▸ What is required
The expected answer is all of the entries, written out exactly.

Records from a dataset
******
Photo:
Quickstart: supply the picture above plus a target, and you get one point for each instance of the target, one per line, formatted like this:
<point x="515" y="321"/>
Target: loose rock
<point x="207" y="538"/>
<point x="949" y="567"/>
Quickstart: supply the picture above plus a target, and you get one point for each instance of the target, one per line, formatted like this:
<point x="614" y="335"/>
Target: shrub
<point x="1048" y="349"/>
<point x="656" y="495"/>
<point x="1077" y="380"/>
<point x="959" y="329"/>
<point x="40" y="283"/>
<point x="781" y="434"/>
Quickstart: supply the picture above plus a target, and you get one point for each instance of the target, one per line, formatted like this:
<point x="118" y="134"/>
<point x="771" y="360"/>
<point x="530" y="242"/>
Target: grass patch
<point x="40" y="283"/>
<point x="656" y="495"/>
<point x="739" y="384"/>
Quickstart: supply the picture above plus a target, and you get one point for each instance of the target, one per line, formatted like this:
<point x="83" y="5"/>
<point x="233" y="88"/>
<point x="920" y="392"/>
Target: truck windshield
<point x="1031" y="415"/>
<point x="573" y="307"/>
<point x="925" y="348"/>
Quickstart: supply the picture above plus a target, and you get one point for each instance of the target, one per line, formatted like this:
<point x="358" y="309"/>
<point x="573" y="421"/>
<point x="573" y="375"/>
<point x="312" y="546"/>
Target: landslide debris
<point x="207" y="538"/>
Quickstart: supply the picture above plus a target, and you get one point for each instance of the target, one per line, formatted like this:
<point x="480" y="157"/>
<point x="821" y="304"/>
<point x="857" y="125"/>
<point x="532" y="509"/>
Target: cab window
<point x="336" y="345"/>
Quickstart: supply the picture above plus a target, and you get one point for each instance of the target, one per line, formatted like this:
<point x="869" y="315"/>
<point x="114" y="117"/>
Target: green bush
******
▸ Exercise answer
Photo:
Quickstart: supply the picture above plus a target, and you get one point for each instance of the target, one per line, formatted like this:
<point x="515" y="321"/>
Target: loose rock
<point x="207" y="538"/>
<point x="949" y="567"/>
Quickstart: supply the picture above plus a target, and you get one point for each instance of the target, one per line, formatted like this:
<point x="614" y="335"/>
Target: shrub
<point x="1048" y="349"/>
<point x="656" y="495"/>
<point x="1077" y="380"/>
<point x="959" y="329"/>
<point x="40" y="283"/>
<point x="781" y="434"/>
Quickstart: supply the picture above plus a target, and you get one point for each instance of the target, one per line, formatted like this:
<point x="118" y="134"/>
<point x="771" y="360"/>
<point x="530" y="242"/>
Target: grass patch
<point x="40" y="283"/>
<point x="656" y="495"/>
<point x="739" y="384"/>
Quickstart: supply the picture above plus a target, and you get one point for each instance of the target, one per line, formatted like this:
<point x="83" y="5"/>
<point x="233" y="88"/>
<point x="920" y="392"/>
Target: truck windshield
<point x="1031" y="415"/>
<point x="573" y="307"/>
<point x="925" y="348"/>
Quickstart: supply the picture above plus a target, and you get one point for each instance of the target, one per line, formatted like this:
<point x="358" y="309"/>
<point x="573" y="421"/>
<point x="573" y="375"/>
<point x="312" y="546"/>
Target: landslide debris
<point x="207" y="538"/>
Quickstart: supply the picture above plus a target, and you get one point for each instance of the target, one per line, formatted like this:
<point x="480" y="157"/>
<point x="821" y="304"/>
<point x="857" y="125"/>
<point x="532" y="509"/>
Target: cab window
<point x="336" y="345"/>
Quickstart: supply the picture above plus a target, and you get one point for each instance of the target, one per line, formatted like this:
<point x="869" y="315"/>
<point x="114" y="117"/>
Target: green bush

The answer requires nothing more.